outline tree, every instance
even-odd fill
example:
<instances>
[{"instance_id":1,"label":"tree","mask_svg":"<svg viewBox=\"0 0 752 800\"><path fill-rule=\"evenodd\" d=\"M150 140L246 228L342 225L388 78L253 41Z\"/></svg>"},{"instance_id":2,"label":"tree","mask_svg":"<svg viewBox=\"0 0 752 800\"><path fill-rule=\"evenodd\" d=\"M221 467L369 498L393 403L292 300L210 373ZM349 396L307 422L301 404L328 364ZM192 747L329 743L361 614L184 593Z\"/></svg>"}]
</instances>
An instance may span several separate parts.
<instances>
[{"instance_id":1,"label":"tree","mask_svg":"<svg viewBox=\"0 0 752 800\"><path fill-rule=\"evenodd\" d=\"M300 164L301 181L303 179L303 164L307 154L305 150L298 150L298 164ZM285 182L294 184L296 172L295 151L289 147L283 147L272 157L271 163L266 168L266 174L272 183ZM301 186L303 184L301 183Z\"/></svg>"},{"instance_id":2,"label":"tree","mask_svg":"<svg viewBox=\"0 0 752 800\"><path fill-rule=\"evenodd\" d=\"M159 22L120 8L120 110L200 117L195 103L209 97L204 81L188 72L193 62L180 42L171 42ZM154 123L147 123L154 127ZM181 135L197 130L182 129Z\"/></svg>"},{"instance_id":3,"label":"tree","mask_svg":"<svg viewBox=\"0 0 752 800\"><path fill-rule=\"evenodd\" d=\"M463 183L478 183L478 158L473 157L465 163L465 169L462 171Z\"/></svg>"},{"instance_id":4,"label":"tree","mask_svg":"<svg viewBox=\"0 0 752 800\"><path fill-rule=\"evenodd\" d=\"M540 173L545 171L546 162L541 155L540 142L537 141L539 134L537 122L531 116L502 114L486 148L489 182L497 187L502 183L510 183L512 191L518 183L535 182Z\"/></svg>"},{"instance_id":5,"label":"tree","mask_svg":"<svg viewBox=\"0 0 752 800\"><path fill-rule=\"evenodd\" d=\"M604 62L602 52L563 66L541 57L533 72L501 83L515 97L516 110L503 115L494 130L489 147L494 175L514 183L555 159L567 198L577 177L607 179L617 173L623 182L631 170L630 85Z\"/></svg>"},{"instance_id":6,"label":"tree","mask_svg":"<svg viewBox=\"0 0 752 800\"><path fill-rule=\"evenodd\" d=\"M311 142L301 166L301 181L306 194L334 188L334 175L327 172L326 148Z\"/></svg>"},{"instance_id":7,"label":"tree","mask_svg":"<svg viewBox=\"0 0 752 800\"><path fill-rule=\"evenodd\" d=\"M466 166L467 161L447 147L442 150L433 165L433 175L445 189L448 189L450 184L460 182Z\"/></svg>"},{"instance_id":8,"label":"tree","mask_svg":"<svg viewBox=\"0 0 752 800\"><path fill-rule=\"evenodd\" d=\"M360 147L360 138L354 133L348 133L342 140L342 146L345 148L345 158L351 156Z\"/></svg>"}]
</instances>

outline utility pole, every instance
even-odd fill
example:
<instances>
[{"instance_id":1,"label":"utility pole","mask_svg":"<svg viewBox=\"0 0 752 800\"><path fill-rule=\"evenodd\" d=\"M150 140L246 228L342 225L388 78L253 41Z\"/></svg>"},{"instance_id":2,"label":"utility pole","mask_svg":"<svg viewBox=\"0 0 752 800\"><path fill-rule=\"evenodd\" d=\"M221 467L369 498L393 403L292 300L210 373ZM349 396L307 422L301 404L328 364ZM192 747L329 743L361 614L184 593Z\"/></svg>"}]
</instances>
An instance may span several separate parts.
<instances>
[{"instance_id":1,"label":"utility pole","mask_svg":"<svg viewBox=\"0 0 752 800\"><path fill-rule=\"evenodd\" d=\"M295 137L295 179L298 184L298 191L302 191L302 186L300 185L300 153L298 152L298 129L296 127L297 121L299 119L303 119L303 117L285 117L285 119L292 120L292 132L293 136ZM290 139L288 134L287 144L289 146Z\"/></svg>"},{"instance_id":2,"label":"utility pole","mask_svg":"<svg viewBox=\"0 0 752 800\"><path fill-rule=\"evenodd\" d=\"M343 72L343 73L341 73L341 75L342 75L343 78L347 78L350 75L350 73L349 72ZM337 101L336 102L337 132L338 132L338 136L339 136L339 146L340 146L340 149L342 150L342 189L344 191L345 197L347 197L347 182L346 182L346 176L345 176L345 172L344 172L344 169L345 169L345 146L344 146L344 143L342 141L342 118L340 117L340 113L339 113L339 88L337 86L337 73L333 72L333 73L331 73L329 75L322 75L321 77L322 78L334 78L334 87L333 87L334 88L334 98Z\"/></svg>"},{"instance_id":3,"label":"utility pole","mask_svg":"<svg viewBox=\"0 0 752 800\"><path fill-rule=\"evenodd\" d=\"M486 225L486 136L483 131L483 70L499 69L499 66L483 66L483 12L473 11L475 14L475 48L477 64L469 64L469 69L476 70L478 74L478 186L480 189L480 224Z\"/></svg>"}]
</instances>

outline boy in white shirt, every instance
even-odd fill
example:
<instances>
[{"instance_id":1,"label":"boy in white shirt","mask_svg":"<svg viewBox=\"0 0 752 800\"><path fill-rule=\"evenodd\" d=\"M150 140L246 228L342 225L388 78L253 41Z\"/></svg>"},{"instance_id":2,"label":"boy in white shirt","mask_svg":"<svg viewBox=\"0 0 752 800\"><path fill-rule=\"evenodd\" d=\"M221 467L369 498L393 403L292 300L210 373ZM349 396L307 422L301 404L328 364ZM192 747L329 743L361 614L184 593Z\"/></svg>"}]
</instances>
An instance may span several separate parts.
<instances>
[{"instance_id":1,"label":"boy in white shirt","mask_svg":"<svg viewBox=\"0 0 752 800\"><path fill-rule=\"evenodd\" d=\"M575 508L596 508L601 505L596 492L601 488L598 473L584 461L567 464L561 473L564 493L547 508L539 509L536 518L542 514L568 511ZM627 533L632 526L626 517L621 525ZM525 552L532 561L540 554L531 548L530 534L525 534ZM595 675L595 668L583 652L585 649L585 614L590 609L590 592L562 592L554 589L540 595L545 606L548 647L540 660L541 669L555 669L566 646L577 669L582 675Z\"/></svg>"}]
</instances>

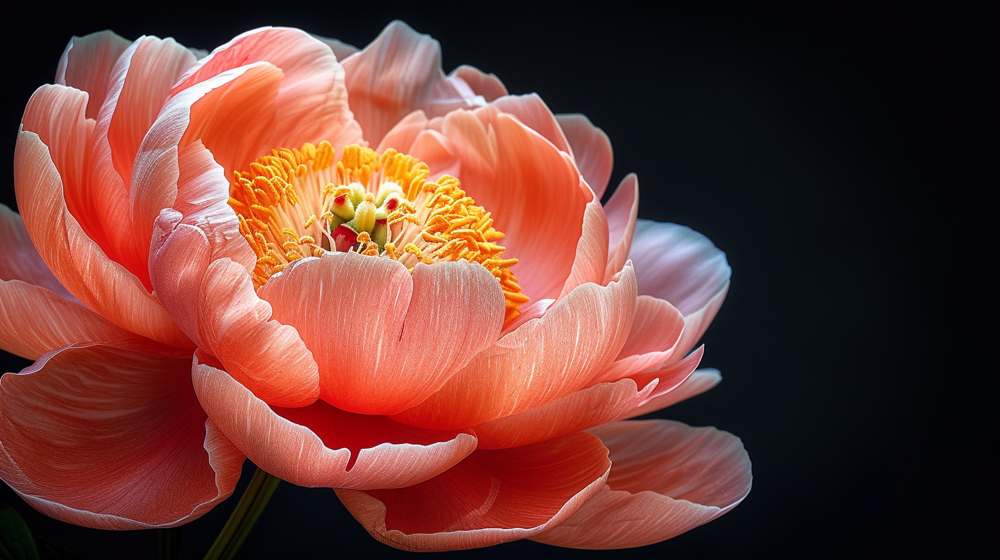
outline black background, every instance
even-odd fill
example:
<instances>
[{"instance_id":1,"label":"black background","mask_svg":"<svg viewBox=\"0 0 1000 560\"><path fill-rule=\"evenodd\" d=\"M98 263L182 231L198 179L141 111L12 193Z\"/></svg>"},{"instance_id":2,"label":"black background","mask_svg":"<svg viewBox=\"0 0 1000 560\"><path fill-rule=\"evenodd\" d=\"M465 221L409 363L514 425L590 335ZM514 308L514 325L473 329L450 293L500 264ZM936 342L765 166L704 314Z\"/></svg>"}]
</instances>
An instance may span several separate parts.
<instances>
[{"instance_id":1,"label":"black background","mask_svg":"<svg viewBox=\"0 0 1000 560\"><path fill-rule=\"evenodd\" d=\"M657 415L735 433L754 468L732 512L631 557L975 555L987 539L996 553L995 14L951 4L35 9L53 19L8 22L4 34L7 154L68 39L105 28L211 50L291 25L364 46L399 18L441 42L446 71L472 64L602 127L612 184L639 174L640 217L701 231L733 268L704 339L702 364L721 369L722 384ZM14 206L10 178L0 194ZM25 365L10 358L4 371ZM6 487L0 499L89 558L155 557L155 531L55 522ZM204 554L235 502L186 526L186 558ZM405 554L369 537L332 490L282 483L238 558L393 553ZM524 541L448 557L529 553L615 554Z\"/></svg>"}]
</instances>

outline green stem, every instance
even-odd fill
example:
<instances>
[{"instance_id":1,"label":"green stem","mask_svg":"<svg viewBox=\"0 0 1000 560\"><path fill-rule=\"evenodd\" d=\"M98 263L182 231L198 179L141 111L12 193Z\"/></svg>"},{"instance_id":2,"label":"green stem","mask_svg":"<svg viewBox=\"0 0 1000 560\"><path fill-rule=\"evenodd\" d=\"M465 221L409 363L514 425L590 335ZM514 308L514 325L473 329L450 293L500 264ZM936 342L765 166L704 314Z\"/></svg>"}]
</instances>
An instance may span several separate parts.
<instances>
[{"instance_id":1,"label":"green stem","mask_svg":"<svg viewBox=\"0 0 1000 560\"><path fill-rule=\"evenodd\" d=\"M250 534L253 524L264 511L264 506L271 499L271 494L274 494L279 482L280 478L267 474L260 470L260 467L257 468L257 472L253 473L253 478L250 479L250 485L240 498L240 503L236 504L236 509L229 516L229 521L226 521L226 526L222 528L212 548L208 549L205 560L232 560L240 545Z\"/></svg>"}]
</instances>

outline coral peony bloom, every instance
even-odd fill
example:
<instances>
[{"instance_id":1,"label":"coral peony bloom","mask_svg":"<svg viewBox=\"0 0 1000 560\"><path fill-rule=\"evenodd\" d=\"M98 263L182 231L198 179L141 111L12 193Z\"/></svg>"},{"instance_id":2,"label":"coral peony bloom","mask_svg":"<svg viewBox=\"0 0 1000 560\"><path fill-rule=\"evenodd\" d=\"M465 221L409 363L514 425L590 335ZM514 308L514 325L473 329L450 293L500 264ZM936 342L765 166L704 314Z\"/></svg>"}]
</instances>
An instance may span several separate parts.
<instances>
[{"instance_id":1,"label":"coral peony bloom","mask_svg":"<svg viewBox=\"0 0 1000 560\"><path fill-rule=\"evenodd\" d=\"M624 421L719 381L692 349L724 255L636 220L635 175L602 206L585 117L440 61L399 22L197 61L74 39L18 138L24 226L3 215L0 341L38 358L0 384L3 479L169 525L246 455L411 550L639 546L739 503L738 439Z\"/></svg>"}]
</instances>

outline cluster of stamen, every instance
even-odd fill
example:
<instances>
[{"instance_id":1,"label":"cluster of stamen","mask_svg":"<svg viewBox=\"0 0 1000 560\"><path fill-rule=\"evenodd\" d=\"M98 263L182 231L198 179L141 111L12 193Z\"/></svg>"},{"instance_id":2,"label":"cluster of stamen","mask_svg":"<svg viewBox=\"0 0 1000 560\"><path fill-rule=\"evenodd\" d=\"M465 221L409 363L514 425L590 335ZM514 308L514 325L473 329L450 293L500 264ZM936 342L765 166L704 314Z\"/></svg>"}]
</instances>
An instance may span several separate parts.
<instances>
[{"instance_id":1,"label":"cluster of stamen","mask_svg":"<svg viewBox=\"0 0 1000 560\"><path fill-rule=\"evenodd\" d=\"M458 179L428 181L420 160L389 149L382 154L345 146L335 158L329 142L281 148L234 171L229 205L240 233L257 254L255 287L289 263L326 251L418 262L479 263L500 282L505 322L528 301L496 242L490 213L467 196Z\"/></svg>"}]
</instances>

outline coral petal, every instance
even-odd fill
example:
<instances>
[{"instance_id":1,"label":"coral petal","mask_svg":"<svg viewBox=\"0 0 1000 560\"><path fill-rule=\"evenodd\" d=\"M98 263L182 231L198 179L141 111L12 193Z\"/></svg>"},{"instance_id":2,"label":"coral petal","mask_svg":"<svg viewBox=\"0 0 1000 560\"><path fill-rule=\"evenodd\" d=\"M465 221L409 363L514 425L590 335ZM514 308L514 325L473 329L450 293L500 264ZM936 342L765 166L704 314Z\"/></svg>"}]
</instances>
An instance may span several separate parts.
<instances>
[{"instance_id":1,"label":"coral petal","mask_svg":"<svg viewBox=\"0 0 1000 560\"><path fill-rule=\"evenodd\" d=\"M611 140L590 119L579 113L556 115L556 120L573 148L573 159L580 175L583 175L597 198L601 198L608 188L614 163Z\"/></svg>"},{"instance_id":2,"label":"coral petal","mask_svg":"<svg viewBox=\"0 0 1000 560\"><path fill-rule=\"evenodd\" d=\"M337 490L376 539L404 550L490 546L545 531L604 486L606 449L585 432L514 449L477 450L426 482Z\"/></svg>"},{"instance_id":3,"label":"coral petal","mask_svg":"<svg viewBox=\"0 0 1000 560\"><path fill-rule=\"evenodd\" d=\"M675 366L671 366L669 369L676 369ZM683 400L690 399L691 397L698 396L705 391L715 387L722 381L722 375L719 374L719 370L713 368L698 369L691 373L684 381L668 390L653 395L650 399L633 410L629 411L628 414L622 416L621 420L627 420L629 418L635 418L637 416L642 416L643 414L649 414L650 412L656 412L657 410L664 409L668 406L675 405ZM657 391L659 393L659 391Z\"/></svg>"},{"instance_id":4,"label":"coral petal","mask_svg":"<svg viewBox=\"0 0 1000 560\"><path fill-rule=\"evenodd\" d=\"M629 173L622 179L604 205L604 215L608 218L608 266L604 271L604 280L609 281L625 265L632 248L636 217L639 215L639 178L635 173Z\"/></svg>"},{"instance_id":5,"label":"coral petal","mask_svg":"<svg viewBox=\"0 0 1000 560\"><path fill-rule=\"evenodd\" d=\"M438 390L500 336L500 285L464 261L418 264L326 253L260 289L320 367L320 396L362 414L392 414ZM433 352L428 344L434 345Z\"/></svg>"},{"instance_id":6,"label":"coral petal","mask_svg":"<svg viewBox=\"0 0 1000 560\"><path fill-rule=\"evenodd\" d=\"M590 549L643 546L715 519L750 492L750 459L732 434L668 420L590 431L610 451L608 485L532 540Z\"/></svg>"},{"instance_id":7,"label":"coral petal","mask_svg":"<svg viewBox=\"0 0 1000 560\"><path fill-rule=\"evenodd\" d=\"M205 411L255 464L302 486L409 486L444 472L476 448L475 436L467 432L421 430L323 401L269 407L228 373L197 361L193 380Z\"/></svg>"},{"instance_id":8,"label":"coral petal","mask_svg":"<svg viewBox=\"0 0 1000 560\"><path fill-rule=\"evenodd\" d=\"M73 37L56 70L55 83L87 92L86 116L96 119L108 92L111 70L132 41L109 30Z\"/></svg>"},{"instance_id":9,"label":"coral petal","mask_svg":"<svg viewBox=\"0 0 1000 560\"><path fill-rule=\"evenodd\" d=\"M0 204L0 280L21 280L74 299L38 254L24 220L6 204Z\"/></svg>"},{"instance_id":10,"label":"coral petal","mask_svg":"<svg viewBox=\"0 0 1000 560\"><path fill-rule=\"evenodd\" d=\"M598 383L519 414L473 426L479 449L502 449L546 441L621 418L648 400L659 380Z\"/></svg>"},{"instance_id":11,"label":"coral petal","mask_svg":"<svg viewBox=\"0 0 1000 560\"><path fill-rule=\"evenodd\" d=\"M344 70L351 109L373 145L416 109L435 117L486 103L445 77L437 41L401 21L390 23L364 50L344 60Z\"/></svg>"},{"instance_id":12,"label":"coral petal","mask_svg":"<svg viewBox=\"0 0 1000 560\"><path fill-rule=\"evenodd\" d=\"M435 429L473 426L592 385L625 343L635 297L635 276L627 265L617 282L578 287L394 418Z\"/></svg>"},{"instance_id":13,"label":"coral petal","mask_svg":"<svg viewBox=\"0 0 1000 560\"><path fill-rule=\"evenodd\" d=\"M71 294L122 328L165 344L190 346L155 296L84 234L66 208L48 148L32 132L18 135L14 185L28 233L46 240L39 254Z\"/></svg>"},{"instance_id":14,"label":"coral petal","mask_svg":"<svg viewBox=\"0 0 1000 560\"><path fill-rule=\"evenodd\" d=\"M206 425L190 358L111 346L0 380L0 475L34 507L101 529L171 527L228 497L243 455Z\"/></svg>"},{"instance_id":15,"label":"coral petal","mask_svg":"<svg viewBox=\"0 0 1000 560\"><path fill-rule=\"evenodd\" d=\"M487 74L475 66L463 64L448 75L450 79L458 78L465 82L476 95L483 96L487 102L507 95L507 88L495 74Z\"/></svg>"},{"instance_id":16,"label":"coral petal","mask_svg":"<svg viewBox=\"0 0 1000 560\"><path fill-rule=\"evenodd\" d=\"M155 345L86 307L19 280L0 282L0 348L36 360L74 343Z\"/></svg>"}]
</instances>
* * *
**Exercise**
State how many lines in the records above contain the string "every", with case counting, and reply with the number alone.

**Solution to the problem**
8